THE TASK
Return every line below exactly.

RECORDS SHOWN
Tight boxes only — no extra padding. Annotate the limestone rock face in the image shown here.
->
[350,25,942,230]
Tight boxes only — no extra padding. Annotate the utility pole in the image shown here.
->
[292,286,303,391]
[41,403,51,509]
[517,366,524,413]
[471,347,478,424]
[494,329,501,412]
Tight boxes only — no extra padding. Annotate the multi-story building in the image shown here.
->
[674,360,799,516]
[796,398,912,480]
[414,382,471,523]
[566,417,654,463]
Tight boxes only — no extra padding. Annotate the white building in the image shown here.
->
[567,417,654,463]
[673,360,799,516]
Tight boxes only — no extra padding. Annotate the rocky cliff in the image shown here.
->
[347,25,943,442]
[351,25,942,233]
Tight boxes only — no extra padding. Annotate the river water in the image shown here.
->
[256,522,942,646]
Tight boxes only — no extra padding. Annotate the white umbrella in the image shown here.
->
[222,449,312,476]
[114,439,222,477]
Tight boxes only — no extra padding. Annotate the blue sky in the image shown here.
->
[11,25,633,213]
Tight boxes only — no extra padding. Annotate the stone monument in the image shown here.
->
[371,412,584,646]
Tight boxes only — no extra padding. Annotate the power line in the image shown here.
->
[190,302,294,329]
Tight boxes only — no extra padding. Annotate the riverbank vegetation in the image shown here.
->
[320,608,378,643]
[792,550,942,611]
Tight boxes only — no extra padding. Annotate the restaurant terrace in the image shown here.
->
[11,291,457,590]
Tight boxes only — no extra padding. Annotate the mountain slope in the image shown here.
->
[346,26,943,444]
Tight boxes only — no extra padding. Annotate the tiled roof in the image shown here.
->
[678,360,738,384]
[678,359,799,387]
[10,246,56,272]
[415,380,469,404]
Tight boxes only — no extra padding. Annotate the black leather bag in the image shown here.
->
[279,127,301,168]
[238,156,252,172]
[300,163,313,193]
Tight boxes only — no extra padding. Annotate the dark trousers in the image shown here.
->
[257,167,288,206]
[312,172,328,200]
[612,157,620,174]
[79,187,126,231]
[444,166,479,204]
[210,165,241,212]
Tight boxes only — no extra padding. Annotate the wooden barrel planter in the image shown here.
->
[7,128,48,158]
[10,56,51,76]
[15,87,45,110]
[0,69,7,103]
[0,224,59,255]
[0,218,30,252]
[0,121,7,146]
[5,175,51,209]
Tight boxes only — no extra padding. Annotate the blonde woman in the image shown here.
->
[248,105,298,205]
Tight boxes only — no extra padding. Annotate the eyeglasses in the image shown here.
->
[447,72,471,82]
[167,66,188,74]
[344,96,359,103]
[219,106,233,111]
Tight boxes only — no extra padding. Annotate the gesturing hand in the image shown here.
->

SOLUTION TO THIS TASK
Tight boxes only — no extra padding. Annotate the limestone rock face in the image shown here.
->
[350,25,942,230]
Tight boxes only — no extra padding. Annotate the utility pole in the image shown here.
->
[292,286,303,391]
[41,403,51,509]
[517,366,524,413]
[471,347,478,424]
[494,329,501,412]
Tight boxes only — no extra padding. Annotate the multi-story building in the image shown here.
->
[674,360,799,516]
[796,398,912,480]
[414,382,471,523]
[566,417,654,463]
Tight boxes only — no extra padding. Annotate the white building in the image shown here.
->
[567,417,654,463]
[673,360,799,516]
Tight boxes only — no extra padding. Annotate the rocky cliff in the image shown here.
->
[347,25,943,442]
[351,25,942,233]
Tight boxes only — no extra padding. Annotate the river water in the image shown here.
->
[256,522,942,646]
Tight boxes only — no extra padding. Annotate the white umbrella in the image shown here.
->
[222,449,312,476]
[114,439,222,477]
Tight boxes only — no extra padding. Annotate the blue sky in the image shown here.
->
[11,25,633,213]
Tight boxes only — no extra padding. Annotate the stone monument in the image shown here.
->
[371,412,584,646]
Tight boxes only — no extra padding. Annotate the power line in the image shown here.
->
[190,302,294,329]
Tight boxes only — no extra padding. Annotate the riverbank vegetation in the image shown here.
->
[320,608,378,643]
[792,550,942,611]
Tight boxes only — no extra padding. Annotate the restaurant terrace in the image shown here.
->
[11,291,457,590]
Tight boxes only — no extra padding. Annotate the mountain slope in the image shown here.
->
[346,26,943,444]
Tight boxes only — no extra padding. Annotate the tiled roof in the image shown here.
->
[678,360,738,384]
[678,359,799,387]
[10,246,56,272]
[415,380,469,404]
Tight boxes only — no extra padding. Annotate the black leather bag in the image shown here.
->
[279,127,301,168]
[238,156,252,172]
[300,163,313,193]
Tight boxes only — no extra padding. Annotate the dark trousers in the image shown here.
->
[257,167,288,206]
[312,172,328,200]
[612,157,620,174]
[79,187,126,231]
[444,166,479,204]
[210,165,241,212]
Tight boxes only — no extra padding. Annotate the wooden barrel planter in the image shown here.
->
[7,128,48,158]
[10,56,51,76]
[15,87,45,110]
[0,69,7,103]
[0,224,59,255]
[0,218,30,252]
[0,121,7,146]
[5,175,51,209]
Tight boxes only — no extra padding. Annotate the blonde woman in the image shown here.
->
[248,105,298,205]
Tight boxes only — no extra padding. Annotate the eyeglasses in the image shown here.
->
[447,72,471,82]
[167,66,188,74]
[344,96,359,103]
[219,106,233,111]
Tight boxes only — no extra padding. Annotate the gesturing hand in the image shown here.
->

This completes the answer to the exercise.